:: Requirements ::
Reproduce the listing below verbatim, preserving every line and character without alteration.

:: Provided material ::

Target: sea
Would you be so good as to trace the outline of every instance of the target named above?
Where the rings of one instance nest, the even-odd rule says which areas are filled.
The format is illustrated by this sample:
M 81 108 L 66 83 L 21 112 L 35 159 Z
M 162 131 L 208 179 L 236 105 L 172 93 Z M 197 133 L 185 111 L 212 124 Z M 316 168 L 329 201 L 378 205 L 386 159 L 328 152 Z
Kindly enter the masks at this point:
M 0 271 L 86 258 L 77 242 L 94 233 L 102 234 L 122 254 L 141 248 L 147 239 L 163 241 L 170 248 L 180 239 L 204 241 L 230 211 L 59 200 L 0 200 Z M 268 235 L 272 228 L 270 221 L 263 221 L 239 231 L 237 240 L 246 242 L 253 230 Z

:: Answer to this problem ::
Target: sea
Would you be so good as to trace the outline of every instance of the target named above?
Where the rings of one instance nest, the even-odd rule says which areas are filled.
The format is illustrated by this sample:
M 81 108 L 66 83 L 21 112 L 35 159 Z
M 162 131 L 208 179 L 236 105 L 172 93 Z M 197 133 L 185 111 L 212 124 Z M 316 168 L 329 201 L 378 205 L 386 159 L 328 152 Z
Kindly enter the masks at this point:
M 0 271 L 86 258 L 77 242 L 94 233 L 102 234 L 122 254 L 141 248 L 147 239 L 163 241 L 170 248 L 180 239 L 204 241 L 230 211 L 59 200 L 0 200 Z M 268 235 L 272 228 L 270 221 L 263 221 L 239 231 L 237 240 L 246 242 L 253 230 Z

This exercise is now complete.